Text for analysis:
- Opening Delimiter -
Opera by Giselher Klebe

Chlestakows Wiederkehr, op. 149, (Khlestakov's Return) is an opera in three acts by Giselher Klebe. He also wrote the libretto, based on the play Der Revisor (The Government Inspector) by Nikolai Gogol. The work lasts about 70 minutes.

The opera premiered on 11 April 2008 at the Landestheater Detmold, Germany. It is Klebe's only comedic opera. His adaptation of the text is only loosely based on Gogol and adds a significant twist in the final scene.

| Role | Voice type | Premiere cast, 11 April 2008 Conductor: Erich Wächter |
|---|---|---|
| Anton Antonowitsch Swosnik, Town Governor | baritone | Andreas Jören |
| Ammos Fjordorowitsch Ljapkin, Judge | tenor | Byoung Oh Kim |
| Luka Lukitsch, School Inspector | baritone | Joachim Goltz |
| Artemij Filipowitsch Semljnanika, Superintendent for the Homeless and the Old | bass | Vladimir Miakotine |
| Iwan Kusmitsch Schpekin, Post Master | tenor | Snorri Wium |
| Natascha Andrejewna, Town Governor's wife | mezzo-soprano | Brigitte Bauma |
| Olga Antonowna, Town Governor's daughter) | soprano | Kirsten Höner zu Siederdissen |
| Iwan Alexandrowitsch Chlestakow, a young man from Petersburg | tenor | Johannes Harten |
| Ossip, Chlestakow's servant | tenor | Markus Gruber |
| Mischka, the Town Governor's servant |  | Kevin Dickmann |
| Stephan Iwanowitsch Koropkin, Innkeeper |  |  |
| Policeman | spoken role |  |
| Director |  | Kay Metzger |
| Stage & Costume Design |  | Petra Mollérus |
| Dramaturgy |  | Elisabeth Wirtz |

The role names above are spelled as in the German text.
- Closing Delimiter -
[Stored records]
- Opening Delimiter -
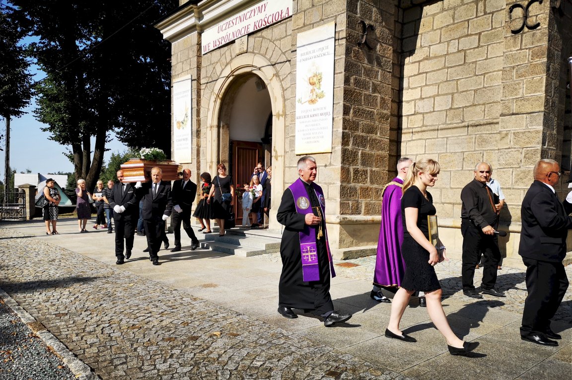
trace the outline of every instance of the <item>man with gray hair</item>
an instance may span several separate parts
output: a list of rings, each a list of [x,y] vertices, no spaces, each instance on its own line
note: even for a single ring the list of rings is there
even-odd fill
[[[336,276],[328,245],[325,200],[316,185],[316,160],[304,156],[298,160],[299,178],[282,196],[277,219],[285,228],[280,243],[282,273],[279,284],[278,312],[298,318],[292,308],[324,318],[329,327],[344,322],[351,314],[333,310],[329,295],[330,275]]]
[[[572,192],[561,202],[554,186],[562,175],[554,160],[541,160],[534,167],[534,182],[521,208],[522,229],[518,254],[526,266],[528,296],[522,311],[521,338],[542,346],[558,346],[562,337],[550,328],[568,288],[562,265],[566,237],[572,228]]]
[[[473,285],[475,267],[481,252],[484,258],[481,292],[497,297],[505,296],[504,293],[495,289],[500,251],[494,228],[498,216],[494,195],[487,186],[492,171],[488,163],[479,163],[473,171],[474,179],[461,191],[463,292],[472,298],[483,298]]]

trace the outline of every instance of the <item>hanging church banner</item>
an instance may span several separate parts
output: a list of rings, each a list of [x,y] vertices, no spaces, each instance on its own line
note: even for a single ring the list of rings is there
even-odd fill
[[[201,36],[202,54],[288,18],[292,4],[292,0],[264,0],[205,29]]]
[[[332,152],[336,24],[298,33],[296,154]]]
[[[173,84],[173,159],[192,162],[192,79]]]

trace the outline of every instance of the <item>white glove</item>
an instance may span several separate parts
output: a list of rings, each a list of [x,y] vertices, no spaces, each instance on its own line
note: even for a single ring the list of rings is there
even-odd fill
[[[569,203],[572,203],[572,191],[568,193],[568,195],[566,196],[566,201]]]

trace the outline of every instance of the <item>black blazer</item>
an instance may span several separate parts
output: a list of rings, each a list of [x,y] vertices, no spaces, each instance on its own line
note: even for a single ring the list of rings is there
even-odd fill
[[[183,188],[182,183],[182,180],[173,183],[173,204],[178,204],[184,211],[190,212],[190,208],[197,197],[197,184],[189,180]]]
[[[164,215],[169,216],[173,209],[170,182],[161,181],[154,198],[152,184],[153,182],[145,182],[136,191],[137,199],[143,199],[141,217],[146,220],[161,219]]]
[[[135,197],[135,187],[132,184],[125,184],[125,191],[122,193],[122,185],[120,182],[113,185],[108,199],[112,211],[116,205],[125,208],[125,211],[121,213],[113,211],[113,219],[116,220],[136,220],[139,219],[139,201]]]
[[[518,254],[548,262],[561,262],[566,254],[566,236],[572,228],[572,204],[561,202],[546,184],[535,180],[522,200],[522,228]]]

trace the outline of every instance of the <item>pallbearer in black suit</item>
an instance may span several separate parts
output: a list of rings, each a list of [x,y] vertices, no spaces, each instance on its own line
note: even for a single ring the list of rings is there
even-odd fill
[[[314,183],[316,173],[314,158],[301,157],[300,178],[284,191],[278,209],[278,221],[285,227],[278,312],[296,318],[292,309],[301,309],[322,316],[324,326],[330,327],[352,315],[334,311],[329,295],[330,275],[336,274],[328,246],[325,200],[321,188]]]
[[[139,201],[135,197],[135,188],[133,185],[121,183],[123,181],[122,170],[117,171],[117,179],[119,180],[111,188],[108,200],[109,207],[113,210],[115,255],[117,258],[115,263],[119,265],[123,264],[125,259],[129,260],[131,257],[135,226],[139,217]],[[125,255],[123,254],[124,248],[126,248]]]
[[[137,199],[143,199],[141,217],[147,236],[149,260],[153,265],[159,265],[159,256],[157,254],[161,248],[161,235],[165,230],[165,221],[169,218],[173,209],[171,184],[161,181],[162,177],[161,168],[155,167],[151,169],[150,183],[142,184],[138,182],[135,185]]]
[[[551,339],[561,337],[552,331],[554,316],[568,288],[562,260],[566,236],[572,228],[572,192],[561,202],[554,191],[562,173],[553,160],[541,160],[534,167],[534,182],[522,200],[522,228],[518,254],[526,266],[526,290],[521,337],[543,346],[558,346]]]
[[[171,252],[181,250],[181,222],[182,228],[190,238],[190,249],[194,251],[198,247],[198,239],[190,227],[190,208],[197,197],[197,185],[190,180],[190,170],[182,171],[182,179],[173,184],[173,231],[175,234],[175,247]]]

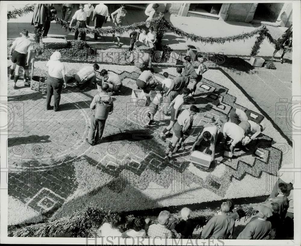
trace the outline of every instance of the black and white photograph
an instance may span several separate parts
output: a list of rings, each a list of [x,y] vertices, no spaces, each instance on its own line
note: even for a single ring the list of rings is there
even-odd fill
[[[300,245],[301,2],[0,4],[1,243]]]

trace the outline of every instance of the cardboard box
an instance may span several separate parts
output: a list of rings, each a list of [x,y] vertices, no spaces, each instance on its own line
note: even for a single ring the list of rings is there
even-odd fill
[[[195,150],[191,152],[189,161],[192,162],[209,168],[211,163],[211,155]]]
[[[261,67],[264,62],[264,59],[259,56],[251,56],[250,59],[250,64],[254,67]]]
[[[132,91],[131,101],[136,106],[145,107],[147,103],[147,98],[143,90],[133,90]]]

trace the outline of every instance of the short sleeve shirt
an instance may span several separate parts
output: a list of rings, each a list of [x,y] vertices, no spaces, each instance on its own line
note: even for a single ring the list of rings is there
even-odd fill
[[[223,133],[233,140],[231,145],[234,147],[244,136],[244,131],[239,126],[231,122],[226,122],[224,126]]]
[[[78,21],[85,21],[87,20],[87,13],[85,11],[82,12],[80,9],[75,12],[72,19],[75,19]]]
[[[16,46],[15,50],[21,54],[26,54],[33,48],[30,40],[25,37],[17,38],[13,42],[13,45]]]
[[[46,66],[48,68],[49,75],[53,78],[62,78],[67,74],[65,65],[60,61],[48,61]]]
[[[109,72],[108,73],[108,75],[109,75],[109,78],[107,81],[107,82],[110,82],[115,86],[122,84],[121,80],[118,74],[114,73]]]

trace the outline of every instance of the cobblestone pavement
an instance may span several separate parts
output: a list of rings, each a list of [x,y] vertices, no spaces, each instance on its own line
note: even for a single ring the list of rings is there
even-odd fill
[[[37,66],[42,69],[45,62],[37,62]],[[73,64],[75,69],[82,65]],[[141,209],[147,208],[152,203],[154,203],[151,207],[162,206],[156,203],[160,199],[168,198],[169,195],[172,197],[175,193],[185,193],[195,185],[206,188],[216,200],[221,200],[233,177],[240,180],[250,175],[260,178],[263,172],[272,177],[277,175],[282,153],[270,146],[266,146],[268,154],[263,159],[255,156],[250,158],[253,156],[240,151],[237,154],[240,155],[239,160],[234,159],[231,162],[224,161],[220,147],[217,149],[214,166],[207,171],[188,161],[190,146],[202,130],[201,126],[208,123],[220,125],[227,121],[227,116],[232,107],[245,110],[249,117],[259,123],[264,118],[249,108],[237,104],[236,98],[228,93],[227,88],[203,78],[194,103],[201,112],[194,120],[192,135],[172,161],[164,159],[168,141],[163,142],[158,134],[169,118],[161,113],[158,114],[155,118],[158,124],[146,130],[143,126],[147,122],[144,118],[147,107],[136,107],[130,100],[139,74],[131,72],[132,66],[124,66],[123,72],[117,72],[123,67],[117,67],[119,68],[114,71],[119,74],[124,87],[121,94],[114,97],[114,110],[106,123],[103,141],[94,146],[87,145],[85,139],[89,127],[90,103],[97,93],[96,89],[80,91],[73,84],[68,84],[62,93],[61,109],[54,112],[44,110],[45,94],[29,88],[14,90],[9,87],[8,105],[13,106],[17,110],[14,113],[18,116],[13,119],[14,126],[10,131],[8,142],[11,170],[9,194],[44,216],[51,217],[58,211],[59,217],[67,215],[65,210],[70,211],[68,208],[74,209],[73,203],[80,204],[75,206],[77,209],[87,206],[86,200],[83,202],[82,198],[75,200],[70,198],[76,193],[79,186],[85,186],[79,175],[83,179],[90,178],[88,174],[85,176],[85,171],[79,171],[79,166],[87,169],[94,167],[96,168],[94,169],[95,173],[101,174],[101,179],[96,180],[97,189],[92,189],[93,196],[98,193],[95,190],[99,187],[105,186],[105,189],[113,192],[113,195],[107,193],[107,196],[121,193],[127,196],[122,197],[124,198],[139,198],[140,203],[147,201],[141,205]],[[156,76],[162,79],[163,72],[156,73]],[[11,82],[9,81],[9,85]],[[185,108],[188,107],[185,105]],[[266,145],[267,141],[270,142],[272,139],[264,136],[262,140]],[[250,148],[255,149],[261,141],[253,143]],[[83,164],[79,166],[79,163]],[[196,171],[192,171],[194,168]],[[216,172],[212,172],[215,170]],[[196,171],[205,172],[205,174],[200,176]],[[175,179],[178,181],[174,184]],[[166,194],[159,196],[159,200],[153,201],[147,196],[145,198],[146,189],[149,189],[153,183],[161,187],[160,192]],[[126,193],[129,184],[136,191],[134,193]],[[169,191],[171,189],[172,190]],[[90,195],[91,198],[92,195]],[[195,202],[195,195],[189,197],[191,203]],[[104,207],[108,209],[113,206],[112,201],[106,202],[107,204],[102,205]],[[63,208],[60,209],[62,205]],[[134,204],[125,207],[120,204],[117,209],[135,210],[137,209],[135,206]]]

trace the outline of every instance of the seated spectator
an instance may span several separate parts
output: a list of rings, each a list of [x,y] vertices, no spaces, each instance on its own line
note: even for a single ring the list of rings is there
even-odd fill
[[[150,68],[141,73],[136,81],[137,89],[144,89],[158,83],[158,81],[154,74],[154,69]]]
[[[233,201],[231,199],[228,199],[226,201],[226,202],[228,203],[230,208],[229,212],[228,212],[228,215],[231,216],[234,219],[239,219],[239,216],[238,215],[237,212],[236,211],[233,212],[234,209],[234,203],[233,203]],[[221,210],[218,211],[216,215],[219,215],[221,214],[222,214]]]
[[[279,194],[275,197],[270,198],[270,201],[276,203],[279,205],[279,215],[282,222],[284,220],[288,208],[288,199],[285,194],[287,191],[287,186],[283,183],[279,184]]]
[[[213,238],[217,239],[231,238],[234,231],[235,222],[228,213],[229,204],[223,203],[221,206],[222,214],[211,218],[202,231],[201,236],[205,239]]]
[[[258,209],[258,218],[249,222],[236,239],[263,239],[270,233],[272,224],[267,220],[273,216],[272,210],[263,205],[259,206]]]
[[[96,63],[93,64],[92,66],[88,66],[81,69],[77,73],[74,75],[74,77],[77,81],[77,84],[82,88],[87,85],[88,85],[88,88],[93,88],[93,84],[95,83],[96,78],[95,71],[99,69],[99,66]]]
[[[138,52],[136,54],[134,64],[141,72],[146,69],[151,65],[151,59],[148,53]]]
[[[160,212],[158,217],[159,224],[154,224],[150,226],[148,234],[150,237],[160,238],[172,238],[172,231],[166,228],[168,224],[170,213],[164,210]]]
[[[148,225],[148,223],[147,223]],[[129,229],[122,234],[122,237],[135,238],[144,237],[146,235],[144,228],[147,223],[144,218],[141,216],[138,216],[134,222],[133,229]]]
[[[116,95],[122,86],[121,80],[118,75],[110,72],[108,72],[105,69],[101,70],[100,75],[103,77],[102,83],[109,85],[108,94],[110,96]]]
[[[123,232],[121,227],[126,222],[126,216],[122,214],[118,214],[113,218],[110,224],[108,223],[103,224],[97,233],[100,236],[121,237]]]
[[[183,208],[180,213],[182,220],[175,225],[175,229],[181,235],[181,238],[192,238],[192,233],[195,227],[193,221],[189,219],[191,211],[188,208]]]
[[[220,142],[224,137],[226,138],[224,148],[231,151],[229,157],[231,158],[234,154],[234,147],[241,142],[244,137],[244,131],[241,127],[234,123],[226,122],[222,126],[216,146]]]
[[[229,117],[230,122],[238,125],[241,121],[247,120],[248,117],[244,111],[239,108],[232,108],[230,110]]]

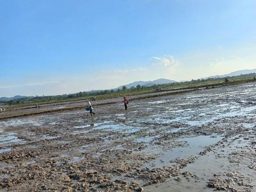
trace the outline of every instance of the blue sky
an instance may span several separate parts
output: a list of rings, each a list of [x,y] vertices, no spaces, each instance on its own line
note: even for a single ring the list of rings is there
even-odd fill
[[[0,0],[0,97],[256,68],[256,1]]]

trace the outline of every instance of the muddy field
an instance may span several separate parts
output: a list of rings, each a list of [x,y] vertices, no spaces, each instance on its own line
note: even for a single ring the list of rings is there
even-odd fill
[[[0,121],[2,191],[256,191],[256,84]]]

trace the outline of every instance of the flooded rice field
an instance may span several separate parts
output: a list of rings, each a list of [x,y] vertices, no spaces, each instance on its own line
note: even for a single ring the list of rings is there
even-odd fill
[[[0,121],[3,191],[256,191],[256,84]]]

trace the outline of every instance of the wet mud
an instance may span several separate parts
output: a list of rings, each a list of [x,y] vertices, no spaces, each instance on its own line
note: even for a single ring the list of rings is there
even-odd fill
[[[2,191],[256,191],[256,85],[0,121]]]

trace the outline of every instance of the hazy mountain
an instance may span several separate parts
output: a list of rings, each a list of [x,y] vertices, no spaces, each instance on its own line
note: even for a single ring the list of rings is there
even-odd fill
[[[2,97],[0,98],[0,101],[6,101],[12,100],[13,99],[17,99],[21,98],[32,98],[34,97],[33,96],[21,96],[20,95],[16,95],[12,97]]]
[[[215,75],[211,76],[207,78],[204,78],[204,79],[207,79],[208,78],[223,78],[226,77],[232,77],[232,76],[237,76],[240,75],[241,74],[245,75],[246,74],[251,73],[256,73],[256,69],[245,69],[244,70],[237,71],[232,73],[230,73],[229,74],[226,74],[225,75]]]
[[[165,84],[166,83],[172,83],[173,82],[176,82],[176,81],[173,80],[170,80],[166,79],[157,79],[156,80],[154,80],[153,81],[135,81],[133,83],[129,83],[129,84],[126,85],[125,85],[128,88],[130,88],[131,87],[133,86],[134,86],[136,87],[136,86],[138,85],[140,85],[141,86],[142,85],[144,85],[144,86],[151,86],[155,84]],[[118,87],[115,89],[121,89],[123,86],[123,85],[119,86]]]

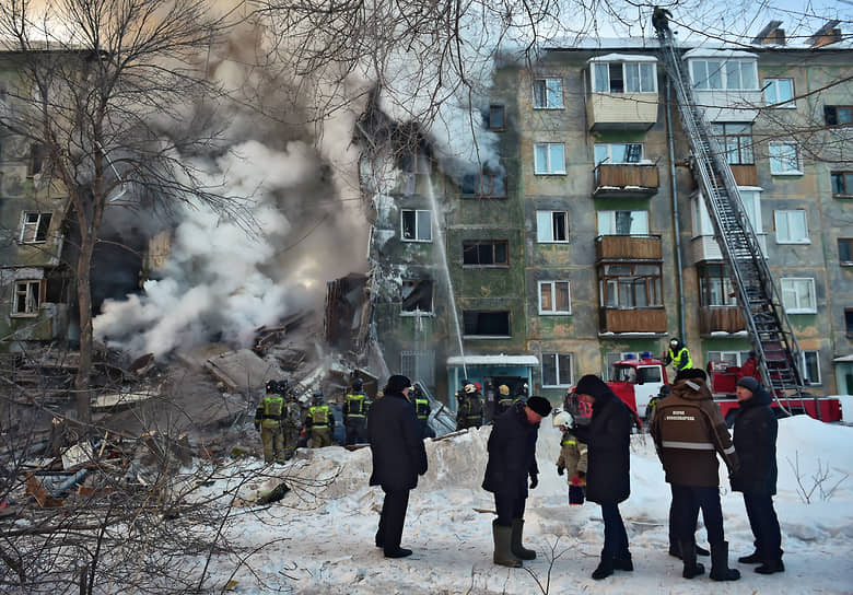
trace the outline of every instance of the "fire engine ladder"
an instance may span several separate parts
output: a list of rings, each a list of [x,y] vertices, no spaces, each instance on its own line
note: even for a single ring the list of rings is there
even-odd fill
[[[773,283],[740,192],[726,161],[726,153],[709,133],[704,112],[693,98],[692,86],[676,54],[671,33],[662,38],[661,54],[676,91],[678,110],[692,151],[691,167],[699,182],[716,242],[728,266],[744,322],[756,353],[764,386],[776,400],[783,395],[803,399],[799,346],[780,292]],[[787,410],[779,404],[783,410]],[[818,408],[818,416],[819,416]]]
- Closing Delimiter -
Exercise brief:
Copy word for word the passage of the opera text from "Chlestakows Wiederkehr, op." up to and including "about 70 minutes.".

Answer to this exercise:
Chlestakows Wiederkehr, op. 149, (Khlestakov's Return) is an opera in three acts by Giselher Klebe. He also wrote the libretto, based on the play Der Revisor (The Government Inspector) by Nikolai Gogol. The work lasts about 70 minutes.